_Selected extract_.
* * * *

Customer Churn Data Pipeline

An end to end data pipeline that models and visualizes customer churn. The project blends together concepts from data engineering, analytics engineering, and machine learning.

The dashboard can be accessed here.

Overview

This project was developed to:

Employ various elements of the modern data stack
Be applied to a somewhat realistic business use case
Serve as a template for others to learn from and use via extensive documentation

What's Next?

Model retraining pipelines with Experiment Tracking using MLflow
Automated model deployment using MLflow Model Registry
Monitoring using Evidently and Grafana
Implement unit and integration tests for Airflow functions.
Develop SCD2 functionality for dimension tables.
Evaluate feasibility of incremental refresh (models) via dbt to prevent overhead.

Project Architecture

For this project, the Telco Customer Churn data module which is a sample dataset on IBM's Cognos Analytics platform is used. This seemed like the best representative considering the difficulty in finding a decent dataset for the use case.

The dataset is then used to train two models. The first is a Gaussian Copula Synthesizer to produce synthetic data with characteristics similar to the original. This is done since there is not much data to go around and serves as a rudimentary imitation of data entering the database, The second is an LGBModel which is a product of using FLAML's AutoML implementation on the data, and its purpose is to predict churn status for a particular user.

Both models are hosted via FastAPI and are accessed this way. Airflow is then used to orchestrate the pulling of data from the Synthesizer, obtaining churn status prediction for said data from the classification model, generating a ULID for each customer, and writing it all to a Postgres database. Airflow is also used to trigger dbt afterward to run tests and apply necessary transformations. The data is modeled after the star schema and is finally visualized as a dashboard using Metabase.

Almost all of the services above run in their own docker containers, as seen in the diagram. These containers are running on a GCP VM, provisioned via Terraform. Finally, GitHub Actions facilitates CI/CD, as the code is quickly checked for any issues and changes made to this repo are reflected in the VM.

Some points to consider

Keep in mind that predicting customer churn is a rather sophisticated use case and is difficult to get right. AutoML was only employed to obtain a viable baseline model, and this is how it should be applied most of the time. Check out Fighting Churn with Data for a more comprehensive outlook on modelling customer churn.
The original dataset has been transformed and can be found here. This is the dataset the models have been trained on.
As mentioned earlier, the various elements which comprise this project have tried to be documented. Most files should have accompanying comments to facilitate understanding, and more high level system design justifications can be found in the README below.

Running pipeline yourself

If you want to run the pipeline on your own, here are some considerations:

The Docker Compose file is the crux of this project, so that is a good starting point.
Rename sample.env to .env
Double check the ports for the various docker services if project is run locally. Ensure it doesn't conflict with ports used by other services on the system.
Add path to credentials file and locally generated SSH files in the Terraform main file (main.tf).
Replace variables in variables.tf to your liking.

* * * *

_What to produce_.
Resume the Customer Churn Data Pipeline text, continuing directly after its last sentence.

Image object location entries
* * * *

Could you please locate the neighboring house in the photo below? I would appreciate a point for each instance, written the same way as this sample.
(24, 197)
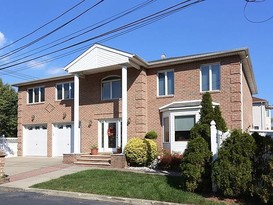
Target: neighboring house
(111, 96)
(261, 114)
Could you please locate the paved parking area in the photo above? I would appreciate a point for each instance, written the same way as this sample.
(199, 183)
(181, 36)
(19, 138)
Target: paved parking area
(18, 165)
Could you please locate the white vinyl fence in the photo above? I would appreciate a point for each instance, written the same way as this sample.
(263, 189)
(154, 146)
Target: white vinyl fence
(9, 146)
(217, 137)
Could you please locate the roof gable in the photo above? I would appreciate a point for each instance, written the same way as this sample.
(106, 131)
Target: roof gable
(98, 56)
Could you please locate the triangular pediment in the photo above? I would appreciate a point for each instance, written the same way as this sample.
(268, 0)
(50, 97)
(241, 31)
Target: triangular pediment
(98, 57)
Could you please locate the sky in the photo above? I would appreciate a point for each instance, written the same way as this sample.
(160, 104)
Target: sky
(208, 26)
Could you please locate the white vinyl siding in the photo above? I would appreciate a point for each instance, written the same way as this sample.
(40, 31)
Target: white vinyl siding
(210, 77)
(65, 91)
(111, 88)
(165, 83)
(36, 95)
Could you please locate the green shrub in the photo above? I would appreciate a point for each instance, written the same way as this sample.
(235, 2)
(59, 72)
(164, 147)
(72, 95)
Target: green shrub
(170, 161)
(136, 152)
(263, 169)
(151, 150)
(151, 135)
(232, 171)
(140, 152)
(201, 130)
(196, 165)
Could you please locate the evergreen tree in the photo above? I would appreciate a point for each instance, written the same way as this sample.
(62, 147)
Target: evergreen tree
(8, 110)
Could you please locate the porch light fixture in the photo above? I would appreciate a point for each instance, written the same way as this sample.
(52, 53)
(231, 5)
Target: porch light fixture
(90, 123)
(64, 115)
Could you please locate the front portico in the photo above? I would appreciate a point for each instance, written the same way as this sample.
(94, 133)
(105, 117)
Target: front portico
(95, 60)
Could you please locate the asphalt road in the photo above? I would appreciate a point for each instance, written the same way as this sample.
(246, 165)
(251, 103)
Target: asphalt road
(27, 198)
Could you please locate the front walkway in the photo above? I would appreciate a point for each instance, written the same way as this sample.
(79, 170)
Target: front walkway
(27, 171)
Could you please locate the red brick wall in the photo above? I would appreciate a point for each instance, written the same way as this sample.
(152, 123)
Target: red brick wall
(247, 106)
(48, 112)
(187, 87)
(143, 103)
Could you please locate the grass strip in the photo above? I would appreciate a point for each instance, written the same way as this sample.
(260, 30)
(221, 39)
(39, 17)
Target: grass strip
(126, 184)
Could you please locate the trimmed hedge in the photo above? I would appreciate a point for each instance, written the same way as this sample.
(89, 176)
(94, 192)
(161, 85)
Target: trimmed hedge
(151, 135)
(196, 166)
(263, 169)
(140, 152)
(232, 171)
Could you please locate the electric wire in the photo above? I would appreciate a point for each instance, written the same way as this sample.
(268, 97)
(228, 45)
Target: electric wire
(51, 32)
(142, 21)
(39, 28)
(97, 25)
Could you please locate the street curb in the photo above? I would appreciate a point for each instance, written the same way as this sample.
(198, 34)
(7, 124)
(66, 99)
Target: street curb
(99, 197)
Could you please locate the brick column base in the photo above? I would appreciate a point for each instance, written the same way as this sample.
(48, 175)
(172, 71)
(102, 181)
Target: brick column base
(70, 158)
(3, 178)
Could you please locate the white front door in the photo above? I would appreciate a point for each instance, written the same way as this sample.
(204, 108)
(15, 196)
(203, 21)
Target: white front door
(62, 140)
(109, 135)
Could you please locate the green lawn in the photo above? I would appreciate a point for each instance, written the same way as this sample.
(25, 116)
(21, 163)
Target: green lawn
(125, 184)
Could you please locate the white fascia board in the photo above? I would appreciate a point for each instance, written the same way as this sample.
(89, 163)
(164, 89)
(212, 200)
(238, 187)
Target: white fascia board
(183, 105)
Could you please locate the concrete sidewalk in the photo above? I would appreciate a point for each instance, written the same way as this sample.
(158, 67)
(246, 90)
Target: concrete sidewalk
(27, 171)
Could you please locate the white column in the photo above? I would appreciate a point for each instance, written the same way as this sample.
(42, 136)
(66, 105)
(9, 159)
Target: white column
(213, 140)
(124, 107)
(76, 114)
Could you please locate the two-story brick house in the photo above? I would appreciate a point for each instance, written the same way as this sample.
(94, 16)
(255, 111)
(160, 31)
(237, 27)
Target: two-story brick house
(111, 96)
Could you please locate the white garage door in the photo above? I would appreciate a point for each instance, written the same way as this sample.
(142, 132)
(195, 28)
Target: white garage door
(35, 140)
(62, 140)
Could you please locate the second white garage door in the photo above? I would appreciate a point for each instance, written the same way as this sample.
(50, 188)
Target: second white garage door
(62, 139)
(35, 140)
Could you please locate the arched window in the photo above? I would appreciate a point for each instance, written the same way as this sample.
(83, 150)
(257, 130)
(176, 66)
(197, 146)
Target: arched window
(111, 88)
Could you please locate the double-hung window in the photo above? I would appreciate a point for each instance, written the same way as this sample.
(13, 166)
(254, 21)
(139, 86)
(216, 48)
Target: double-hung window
(36, 95)
(65, 91)
(183, 125)
(165, 82)
(210, 77)
(111, 88)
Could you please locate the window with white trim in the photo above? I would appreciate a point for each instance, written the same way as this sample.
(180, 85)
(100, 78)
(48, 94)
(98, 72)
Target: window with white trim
(65, 91)
(111, 88)
(165, 83)
(210, 77)
(182, 126)
(36, 95)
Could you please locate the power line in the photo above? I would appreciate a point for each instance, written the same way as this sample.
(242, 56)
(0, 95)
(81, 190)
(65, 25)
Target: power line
(137, 24)
(252, 21)
(93, 27)
(51, 32)
(39, 28)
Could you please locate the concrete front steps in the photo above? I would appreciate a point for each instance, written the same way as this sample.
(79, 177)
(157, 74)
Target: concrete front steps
(100, 160)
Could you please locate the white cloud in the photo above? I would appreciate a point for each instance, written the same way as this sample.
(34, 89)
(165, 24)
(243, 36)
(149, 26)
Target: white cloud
(2, 39)
(56, 71)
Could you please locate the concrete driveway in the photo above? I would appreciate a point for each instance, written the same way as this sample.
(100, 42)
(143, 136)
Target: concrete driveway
(18, 165)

* * * *

_Exercise output_.
If CD implementation is going to be used, make changes to the output filepath (if necessary), and add necessary GitHub secrets.
Beware of port forwarding if Terraform is being used to create the VM that the project runs on. If the instance external IP address is known, anyone can gain access to the running Docker containers.

Concepts Employed

1. ML Models

1. AutoML Model

Used to quickly obtain a viable baseline
First option for framework was h2o.ai as it seemed like a mature offering. However, it was difficult to get it to run locally.
Used Microsoft's FLAML instead because it had streamlined access to core AutoML use cases.
However, can be too minimalistic for some.
Ran for 3 hours, the final model is LGBModel.
Used predict_proba as a crude proxy for confidence. It can benefit from calibration for a more reliable measure.

2. Data Synthesizer Model

Went for this design to obtain something akin to realtime data
Went with a gaussian copula model from the SDVault library
Initially wanted to go with the popular CTGAN model from this paper, but the final model was an order of magnitude bigger and performed about the same as the GCop Model
Size and speed of inference is important since the model going into production
Constraints are added such that location data is generated consistently (i.e. you don't get random city associated with random zip code)

2. ULID

Stands for Universally Unique Lexicographically Sortable IDentifier, used as primary key to uniquely identify each customer.
An implementation of UUID (Universally Unique IDentifier), thus inheriting its advantages over a standard autoincrementing integer based primary key, namely robust uniqueness and security.
In addition, since ULID is generated client side (as opposed to autoincrement), it prevents the need for going back to the primary source table to get the ID number to write to other tables.
ULID also overcomes one of the major drawbacks associated with using UUIDs, which is the lack of sortability. This is of course until newer versions of UUID (like v6) that solve this problem are standardized.
Generated using the python-ulid library, and converted to UUID format to be inserted into Postgres.
One drawback is how the relatively large size of ULID (and UUIDs in general) affects performance, but that remains to be seen.

3. Modeling

Went with the tried and tested star schema (Kimball approach) for this project
Briefly considered the recent one big table implementation as that would have the consequence of reducing data transformations.
However, we don't have close to the amount of data necessary to see any real performance gains and it seems like falling into the trap of premature optimization.
Plus, this approach better facilitates data integrity and ease of understanding.

4. CI/CD

Fast lint check using Ruff
Uses a GitHub actions module (appleboy) that SSHs into the VM and pull --rebase(s) this GitHub repo.
Triggered on push to repo.

5. Testing

Testing applied just for data at beginning of transformation layer via dbt.
Only applied at source since the subsequent transformations don't affect the conditions checked by test.
Plus, having redundant tests just increases performance overhead.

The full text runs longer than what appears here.